# WHAT IS NEEDED
In the essay on anti-vaxxers, what disease was the documentary the writer's daughter watched about?

# DOCUMENT TEXT
——————

Anti-vaxxers – Lock ’em up

It’s nice to get some validation that you were a good parent. The latest was a tweet from my 29-year-old daughter publicly thanking her mom and me for getting her vaccinated. She was watching a documentary on rubella that scared the crap out of her until she realized that we had vaccinated her against it.

I’m not sure we deserve plaudits for doing what every parent should be doing, but that many are not. What I would like to do is to make it criminal for parents not to get their kids vaccinated against common communicable diseases. At a minimum, these parents are guilty of child abuse. Maybe their kids would end up in a foster home, but at least their foster parents would get them vaccinated.

Maybe I’m pro-life at heart. I think that kids deserve the right to grow up strong and healthy and with a minimum of unnecessary misery and death. These days, of course, being pro-life means forcing women to carry to term pregnancies, and to not give a damn about the mother and the kids afterward. This is borne out by, well, not caring if they get their kids vaccinated against wholly preventable diseases!

——————

# DATASET RECORDS
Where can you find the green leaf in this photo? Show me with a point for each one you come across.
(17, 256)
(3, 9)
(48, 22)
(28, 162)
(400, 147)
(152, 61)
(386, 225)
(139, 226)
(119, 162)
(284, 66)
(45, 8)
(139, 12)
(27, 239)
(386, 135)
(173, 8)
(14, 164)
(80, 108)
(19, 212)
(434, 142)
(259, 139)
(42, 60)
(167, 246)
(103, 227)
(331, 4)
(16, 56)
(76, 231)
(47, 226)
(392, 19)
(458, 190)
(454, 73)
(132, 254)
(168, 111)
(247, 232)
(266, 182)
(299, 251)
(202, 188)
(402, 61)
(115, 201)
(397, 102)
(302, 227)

——————

# WRITTEN ANSWER
Rubella